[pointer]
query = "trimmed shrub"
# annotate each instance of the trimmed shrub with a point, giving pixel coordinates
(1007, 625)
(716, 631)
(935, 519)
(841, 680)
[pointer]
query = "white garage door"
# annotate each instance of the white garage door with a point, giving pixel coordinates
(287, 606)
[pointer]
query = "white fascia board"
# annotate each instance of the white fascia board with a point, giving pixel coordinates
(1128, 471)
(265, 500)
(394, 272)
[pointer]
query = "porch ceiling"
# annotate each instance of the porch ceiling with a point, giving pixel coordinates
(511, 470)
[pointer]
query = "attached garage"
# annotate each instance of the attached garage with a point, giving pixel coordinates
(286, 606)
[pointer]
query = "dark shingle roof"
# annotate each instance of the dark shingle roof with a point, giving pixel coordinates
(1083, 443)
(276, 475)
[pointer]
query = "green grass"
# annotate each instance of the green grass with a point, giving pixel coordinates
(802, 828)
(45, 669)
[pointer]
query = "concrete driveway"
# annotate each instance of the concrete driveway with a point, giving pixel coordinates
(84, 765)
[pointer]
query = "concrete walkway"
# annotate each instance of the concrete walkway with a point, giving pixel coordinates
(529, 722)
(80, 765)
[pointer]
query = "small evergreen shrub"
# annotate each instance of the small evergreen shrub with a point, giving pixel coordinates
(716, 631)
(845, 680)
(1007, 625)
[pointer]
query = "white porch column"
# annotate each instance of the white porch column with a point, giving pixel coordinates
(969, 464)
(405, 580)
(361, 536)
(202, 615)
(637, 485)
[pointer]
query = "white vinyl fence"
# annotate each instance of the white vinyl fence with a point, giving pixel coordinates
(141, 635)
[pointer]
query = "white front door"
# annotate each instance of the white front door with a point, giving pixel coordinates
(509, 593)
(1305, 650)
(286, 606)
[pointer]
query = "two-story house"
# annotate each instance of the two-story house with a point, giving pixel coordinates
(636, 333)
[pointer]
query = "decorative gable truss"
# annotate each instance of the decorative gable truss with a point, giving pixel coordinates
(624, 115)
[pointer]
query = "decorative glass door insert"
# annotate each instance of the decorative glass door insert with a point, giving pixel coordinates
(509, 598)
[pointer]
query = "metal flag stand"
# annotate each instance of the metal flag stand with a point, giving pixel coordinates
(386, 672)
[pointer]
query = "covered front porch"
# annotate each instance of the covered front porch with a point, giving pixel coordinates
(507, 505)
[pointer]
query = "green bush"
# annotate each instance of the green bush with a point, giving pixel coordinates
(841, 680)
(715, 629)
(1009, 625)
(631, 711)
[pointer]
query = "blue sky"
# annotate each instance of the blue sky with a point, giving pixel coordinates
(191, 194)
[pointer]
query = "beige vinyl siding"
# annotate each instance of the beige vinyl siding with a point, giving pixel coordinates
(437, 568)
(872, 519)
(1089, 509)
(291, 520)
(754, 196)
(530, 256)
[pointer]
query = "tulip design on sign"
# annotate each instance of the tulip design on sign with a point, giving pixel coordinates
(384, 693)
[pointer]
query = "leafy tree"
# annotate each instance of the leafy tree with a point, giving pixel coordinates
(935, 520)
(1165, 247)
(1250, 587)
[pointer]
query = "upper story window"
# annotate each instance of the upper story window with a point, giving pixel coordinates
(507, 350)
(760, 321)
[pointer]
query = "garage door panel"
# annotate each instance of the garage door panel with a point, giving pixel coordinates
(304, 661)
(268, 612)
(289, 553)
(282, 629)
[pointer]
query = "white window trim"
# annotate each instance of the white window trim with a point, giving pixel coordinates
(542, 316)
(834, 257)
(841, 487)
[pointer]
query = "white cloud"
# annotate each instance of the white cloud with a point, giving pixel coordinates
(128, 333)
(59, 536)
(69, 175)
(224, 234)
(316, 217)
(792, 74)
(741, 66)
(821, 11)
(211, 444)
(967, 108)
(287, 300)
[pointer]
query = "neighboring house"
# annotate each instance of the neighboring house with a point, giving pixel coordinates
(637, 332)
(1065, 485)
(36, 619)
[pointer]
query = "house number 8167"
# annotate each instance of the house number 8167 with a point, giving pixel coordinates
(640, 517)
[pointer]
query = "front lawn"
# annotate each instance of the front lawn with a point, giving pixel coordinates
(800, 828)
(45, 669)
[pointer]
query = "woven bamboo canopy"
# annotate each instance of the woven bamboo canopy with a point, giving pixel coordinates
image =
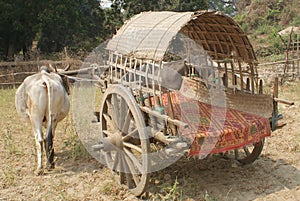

##########

Requirements: Pick out every line of the records above that contains the word "insert", and copy each one. Case counts.

Correct output:
query = "decorative glass door insert"
# annotate each instance of the decorative glass door insert with a point, giving pixel coordinates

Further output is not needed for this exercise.